### Stated exercise:
Leave out the pictures and copy every record exactly.

### Input:
————————
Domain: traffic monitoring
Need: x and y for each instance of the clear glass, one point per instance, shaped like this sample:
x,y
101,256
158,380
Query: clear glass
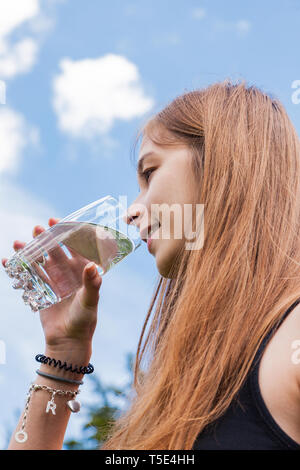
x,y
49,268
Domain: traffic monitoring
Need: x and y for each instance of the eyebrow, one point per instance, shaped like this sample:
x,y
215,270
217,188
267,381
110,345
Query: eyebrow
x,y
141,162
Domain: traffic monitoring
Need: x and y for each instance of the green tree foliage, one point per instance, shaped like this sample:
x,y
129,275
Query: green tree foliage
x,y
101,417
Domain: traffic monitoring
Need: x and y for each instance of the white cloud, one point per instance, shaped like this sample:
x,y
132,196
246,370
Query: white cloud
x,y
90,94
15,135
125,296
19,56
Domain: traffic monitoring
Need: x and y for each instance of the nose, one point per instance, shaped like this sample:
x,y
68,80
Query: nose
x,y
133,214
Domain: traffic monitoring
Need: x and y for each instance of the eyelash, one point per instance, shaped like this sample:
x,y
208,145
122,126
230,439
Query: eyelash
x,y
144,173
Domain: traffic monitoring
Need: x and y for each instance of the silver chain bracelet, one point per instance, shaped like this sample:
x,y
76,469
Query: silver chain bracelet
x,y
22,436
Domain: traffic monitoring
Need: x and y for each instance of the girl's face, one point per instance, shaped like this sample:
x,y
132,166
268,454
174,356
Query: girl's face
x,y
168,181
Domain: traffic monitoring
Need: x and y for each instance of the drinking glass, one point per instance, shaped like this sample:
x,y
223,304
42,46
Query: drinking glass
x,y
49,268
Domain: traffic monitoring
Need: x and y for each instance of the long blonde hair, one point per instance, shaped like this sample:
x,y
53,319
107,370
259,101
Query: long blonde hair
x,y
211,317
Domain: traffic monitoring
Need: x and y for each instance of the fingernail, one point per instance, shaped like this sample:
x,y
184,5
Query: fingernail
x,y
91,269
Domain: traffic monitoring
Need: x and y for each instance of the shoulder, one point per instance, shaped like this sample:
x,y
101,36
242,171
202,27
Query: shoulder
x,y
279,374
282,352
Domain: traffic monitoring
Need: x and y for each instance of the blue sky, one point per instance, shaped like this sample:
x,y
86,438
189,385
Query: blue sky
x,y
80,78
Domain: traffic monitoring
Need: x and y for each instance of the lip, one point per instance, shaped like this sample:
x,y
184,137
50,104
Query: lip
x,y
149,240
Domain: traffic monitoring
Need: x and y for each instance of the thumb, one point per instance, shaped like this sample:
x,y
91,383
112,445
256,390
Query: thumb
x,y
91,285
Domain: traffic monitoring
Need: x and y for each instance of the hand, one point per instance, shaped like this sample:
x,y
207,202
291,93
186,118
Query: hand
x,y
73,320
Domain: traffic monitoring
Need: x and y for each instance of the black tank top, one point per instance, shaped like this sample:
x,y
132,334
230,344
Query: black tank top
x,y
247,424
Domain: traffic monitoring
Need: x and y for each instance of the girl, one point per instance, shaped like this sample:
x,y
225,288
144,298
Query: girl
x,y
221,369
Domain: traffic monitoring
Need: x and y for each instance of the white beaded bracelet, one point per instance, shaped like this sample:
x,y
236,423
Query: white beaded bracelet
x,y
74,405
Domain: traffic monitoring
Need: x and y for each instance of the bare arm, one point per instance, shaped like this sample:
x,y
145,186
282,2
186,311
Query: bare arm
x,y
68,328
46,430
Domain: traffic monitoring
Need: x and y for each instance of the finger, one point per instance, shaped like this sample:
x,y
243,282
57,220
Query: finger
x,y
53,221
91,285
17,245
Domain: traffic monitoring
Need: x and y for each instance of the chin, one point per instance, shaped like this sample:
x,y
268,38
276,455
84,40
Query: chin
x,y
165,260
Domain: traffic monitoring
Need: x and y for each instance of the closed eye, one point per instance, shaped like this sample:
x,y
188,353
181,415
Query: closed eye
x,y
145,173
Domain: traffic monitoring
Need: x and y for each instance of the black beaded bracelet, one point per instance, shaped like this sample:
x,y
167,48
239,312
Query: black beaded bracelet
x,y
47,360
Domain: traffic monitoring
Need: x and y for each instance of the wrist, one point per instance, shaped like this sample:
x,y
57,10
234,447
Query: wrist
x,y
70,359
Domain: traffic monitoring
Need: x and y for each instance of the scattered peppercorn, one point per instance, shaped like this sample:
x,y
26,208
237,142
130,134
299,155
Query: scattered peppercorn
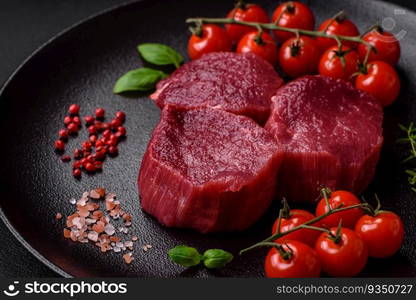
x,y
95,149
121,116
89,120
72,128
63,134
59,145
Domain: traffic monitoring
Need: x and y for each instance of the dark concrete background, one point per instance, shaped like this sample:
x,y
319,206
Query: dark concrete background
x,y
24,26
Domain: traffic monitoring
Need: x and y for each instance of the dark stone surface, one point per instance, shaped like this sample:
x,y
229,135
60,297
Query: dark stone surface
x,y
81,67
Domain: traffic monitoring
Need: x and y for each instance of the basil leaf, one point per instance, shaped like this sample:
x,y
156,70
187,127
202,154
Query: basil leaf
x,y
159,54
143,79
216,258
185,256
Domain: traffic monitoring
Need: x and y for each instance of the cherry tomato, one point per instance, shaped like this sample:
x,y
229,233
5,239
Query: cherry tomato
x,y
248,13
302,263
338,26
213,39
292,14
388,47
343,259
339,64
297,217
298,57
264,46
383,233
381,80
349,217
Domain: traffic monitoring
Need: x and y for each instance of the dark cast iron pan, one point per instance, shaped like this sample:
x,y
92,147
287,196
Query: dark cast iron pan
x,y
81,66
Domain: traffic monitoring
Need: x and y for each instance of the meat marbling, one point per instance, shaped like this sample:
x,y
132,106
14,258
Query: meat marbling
————————
### Written reply:
Domain: traffic monitoring
Need: x and y for each instance of the clear glass, one point per instance, shaped like this sample:
x,y
101,256
158,380
Query: clear glass
x,y
49,268
Domain: traffic monitoring
Need: x and y for each instance of the eyebrow, one point per instance, shaped like this sample:
x,y
215,270
217,188
267,381
110,345
Query: eyebrow
x,y
141,162
Domain: traffic monitoring
Need: x and y for each instance of the green tree foliage, one point per instance, shaped like this sample:
x,y
129,275
Query: green tree foliage
x,y
101,417
Domain: traffic monitoring
Need: x and y for each instance of the white cloud, one point per instance, shaped like this sample:
x,y
132,196
246,370
Query: white cloud
x,y
90,94
15,135
125,296
19,56
Domain: traffic monitoring
Need: x and y for each instance of the nose, one point per instance, shaped like this sample:
x,y
68,80
Query: nose
x,y
133,214
Domain: traffic monitoring
Need: x and y for each instance of the eyelash, one point per instance, shaped like this sample:
x,y
208,145
122,126
230,439
Query: eyelash
x,y
144,173
Domain: traffic monitoring
Need: x and y for each instance of the silver chain bracelet, one point per instance, shaped like this sample:
x,y
76,469
Query: silver chain bracelet
x,y
22,436
Domain: traffic monitoring
Need: x and y for each instance of the girl's face, one point per instance, shaped like this sample:
x,y
132,166
268,454
174,356
Query: girl's face
x,y
168,181
Domain: traffic monitoring
Need: x and y for each instance of the drinking glass, one point per instance, shaped like this sample:
x,y
223,304
42,46
Query: drinking glass
x,y
49,268
Domain: traffic monitoring
Need: x and y for each instance of the long blonde hair, one point per instance, shaped like this sample:
x,y
53,319
107,370
259,101
Query: long blonde hair
x,y
211,317
Domain: traffic monitoring
Need: x and y for each instance of the fingernail, one point per instance, shaped like this sample:
x,y
184,5
Query: fingernail
x,y
91,269
Domain: traffic monitoring
Need: x and y for each instance of the shoulder, one point per instance, shaped like this sample:
x,y
101,36
242,171
202,27
Query: shoulder
x,y
279,374
282,352
Domain: traffic monitoring
Need: x and y for each instance of the blue sky, one point per instance, shaped like this sample:
x,y
86,438
189,385
Query: blue sky
x,y
80,78
Domain: traffic monitoring
Need: x and y for each instance of the lip, one point per instance, shaped like this sample:
x,y
184,137
50,104
Query: lip
x,y
149,240
Domain: traffic monitoring
Need: x and y for each instance of the thumb, one point per instance, shaped like this sample:
x,y
91,383
112,445
256,390
Query: thumb
x,y
91,285
Domain: traffic monitoring
Need: x and y for each instance of the hand, one point per instance, shaped like this sample:
x,y
207,202
291,93
186,118
Query: hand
x,y
73,320
Domain: traffic monitoring
Need: x and y for each instance of the black tank top, one point per instance, shaped like this sample:
x,y
132,334
230,344
Query: black tank top
x,y
247,424
Domain: traffic monitoring
Need: x and y for each instance of the girl, one point per instance, shaped like this sample:
x,y
225,288
144,298
Query: girl
x,y
221,369
Domain: traffic monitoring
Need: x and y for each instance of the white beaded bracelet, one point per instance, shaped like this sample:
x,y
236,423
Query: white beaded bracelet
x,y
74,405
Domain: traffic monitoring
Need: x and y for each instance of the bare arm, one point per instance, shaped like this sample:
x,y
145,186
282,2
186,311
Query: bare arm
x,y
68,328
46,430
Domain: traffic monitoring
Need: x and y for each instance of the finger, one point per instance, shaped like this sample:
x,y
243,282
57,220
Query: finger
x,y
53,221
91,285
17,245
Domain: traffic monitoring
Need: x and y for each instance of the chin, one point per instance, shaped like this sample:
x,y
268,38
276,455
84,40
Query: chin
x,y
165,260
Domain: traffic monitoring
Need: x and y for each instance of the closed eye, one point per instance, shaped like this sample:
x,y
188,353
181,415
Query: closed eye
x,y
145,173
Domain: traffic monitoring
Need: x and y for each instance of the black beaded bracelet, one point per instance, shaped like this sample:
x,y
167,48
239,312
Query: black beaded bracelet
x,y
47,360
Domain: traffic monitoring
Need: x and y for each instance of the wrist, one point per instance, shaped like this sample:
x,y
57,10
234,447
Query: wrist
x,y
70,359
Domain: traffic monitoring
Need: x and y for each instance of the scattered peppercorn, one point per instance, shaped like this sample:
x,y
26,208
237,142
130,134
299,155
Query: scattered peppercorn
x,y
95,149
121,116
89,120
72,128
63,134
59,145
Domain: traffic monitoring
Need: x and y for each instance of the dark concrete background, one point per instance, shaped like this sample:
x,y
319,206
Query: dark concrete background
x,y
24,26
Domain: traffic monitoring
Need: x and y for each instance of the dark stone surface, one point per instance, shaped like this sample:
x,y
229,135
60,297
Query: dark stone surface
x,y
81,67
Domain: traffic monitoring
Need: x and y for each instance of the basil leaf, one point per instance, shaped like this sample:
x,y
156,70
187,127
202,154
Query: basil leaf
x,y
159,54
143,79
216,258
185,256
Domain: traffic monitoring
Need: x and y for each instance of the cherry tomato, one point per instance, shaped like this sample:
x,y
229,233
5,239
Query: cherry tomato
x,y
248,13
302,263
338,26
213,39
292,14
388,47
343,259
339,64
297,217
298,57
264,46
383,233
381,80
349,217
Domain: traffic monitoring
Need: x and y for each instance of the dark cast iron pan, one point per instance, shaped like this sample:
x,y
92,147
287,196
Query: dark cast iron pan
x,y
81,66
Domain: traffic monitoring
Need: x and y for each instance of the meat marbling, one point per instance, shaped like this sample:
x,y
132,106
14,258
Query: meat marbling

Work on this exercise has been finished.